Data supplied

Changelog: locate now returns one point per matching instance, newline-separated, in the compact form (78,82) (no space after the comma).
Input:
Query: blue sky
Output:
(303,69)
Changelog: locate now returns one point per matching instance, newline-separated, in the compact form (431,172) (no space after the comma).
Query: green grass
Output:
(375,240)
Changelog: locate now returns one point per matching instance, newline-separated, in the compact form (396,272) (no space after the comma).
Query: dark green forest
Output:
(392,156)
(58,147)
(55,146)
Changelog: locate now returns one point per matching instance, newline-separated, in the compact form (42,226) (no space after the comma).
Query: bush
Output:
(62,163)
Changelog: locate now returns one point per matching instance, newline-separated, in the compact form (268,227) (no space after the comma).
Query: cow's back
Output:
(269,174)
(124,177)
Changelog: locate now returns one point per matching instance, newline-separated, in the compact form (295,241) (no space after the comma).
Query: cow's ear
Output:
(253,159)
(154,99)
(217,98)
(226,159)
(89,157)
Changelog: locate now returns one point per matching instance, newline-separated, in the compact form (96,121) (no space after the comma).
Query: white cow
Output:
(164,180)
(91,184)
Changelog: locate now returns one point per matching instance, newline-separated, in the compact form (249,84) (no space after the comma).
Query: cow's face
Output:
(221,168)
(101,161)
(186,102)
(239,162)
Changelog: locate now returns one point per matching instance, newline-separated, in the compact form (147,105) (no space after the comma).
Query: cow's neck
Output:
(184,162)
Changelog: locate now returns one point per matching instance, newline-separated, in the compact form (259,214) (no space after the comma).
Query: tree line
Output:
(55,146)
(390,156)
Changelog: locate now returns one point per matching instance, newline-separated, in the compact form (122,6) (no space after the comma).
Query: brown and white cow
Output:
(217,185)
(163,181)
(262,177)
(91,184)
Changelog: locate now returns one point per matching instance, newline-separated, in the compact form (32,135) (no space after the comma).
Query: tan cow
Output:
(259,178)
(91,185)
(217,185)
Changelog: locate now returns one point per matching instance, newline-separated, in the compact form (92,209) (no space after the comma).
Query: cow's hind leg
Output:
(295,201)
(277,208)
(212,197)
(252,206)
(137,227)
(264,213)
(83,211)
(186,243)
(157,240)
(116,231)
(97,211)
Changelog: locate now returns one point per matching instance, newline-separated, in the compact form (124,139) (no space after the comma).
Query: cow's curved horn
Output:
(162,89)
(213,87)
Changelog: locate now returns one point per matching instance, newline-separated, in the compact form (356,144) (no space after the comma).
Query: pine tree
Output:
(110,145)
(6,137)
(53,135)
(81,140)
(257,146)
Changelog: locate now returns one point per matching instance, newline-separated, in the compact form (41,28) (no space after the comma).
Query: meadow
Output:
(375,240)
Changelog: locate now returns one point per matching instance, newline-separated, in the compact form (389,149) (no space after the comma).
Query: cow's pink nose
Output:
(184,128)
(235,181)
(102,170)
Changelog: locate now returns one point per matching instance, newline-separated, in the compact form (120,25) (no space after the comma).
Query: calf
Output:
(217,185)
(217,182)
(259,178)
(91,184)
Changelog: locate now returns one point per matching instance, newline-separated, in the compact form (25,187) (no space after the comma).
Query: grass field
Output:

Given request
Take the line holding "(32,135) (no space after the comma)." and all lines after it through the end of the data, and set them down exactly.

Exercise response
Changelog: locate now returns one point per matching instance, newline-separated, in the compact form (32,135) (no space after the comma).
Query: tan cow
Output:
(259,178)
(91,185)
(217,185)
Changelog: locate now returns one point per matching instance, newline-separated, in the compact form (92,209) (no space after the comma).
Query: cow's hind leg
Output:
(295,201)
(277,208)
(212,197)
(252,206)
(137,227)
(264,213)
(83,211)
(186,243)
(157,240)
(116,231)
(97,211)
Changelog: locate now returns one point per matching instance, newline-separated, in the compact form (124,139) (no space after the comma).
Query: cow's curved horn
Output:
(162,89)
(213,87)
Changelog: locate now returns one point per matching instance, newline-separated, in the compact form (356,144) (no space after the comma).
Query: pine tree
Output:
(110,145)
(6,137)
(53,135)
(81,140)
(257,146)
Changelog: locate now returns one point per matching instance, newline-separated, in the compact form (41,28) (no space after the comma).
Query: meadow
Output:
(375,240)
Changelog: locate now returns one point per matching instance, newline-separated, in the compact form (389,149) (no space after the comma).
Query: cow's pink nose
Output:
(184,128)
(235,181)
(102,170)
Changelog: locate now returns one point per matching instance, newline-separated, in the compact form (120,25) (no space after the comma).
Query: calf
Output:
(217,185)
(217,182)
(259,178)
(91,184)
Changelog: locate now returns one point per matching instance, newline-separated, in the compact form (25,187) (no space after the comma).
Query: grass field
Output:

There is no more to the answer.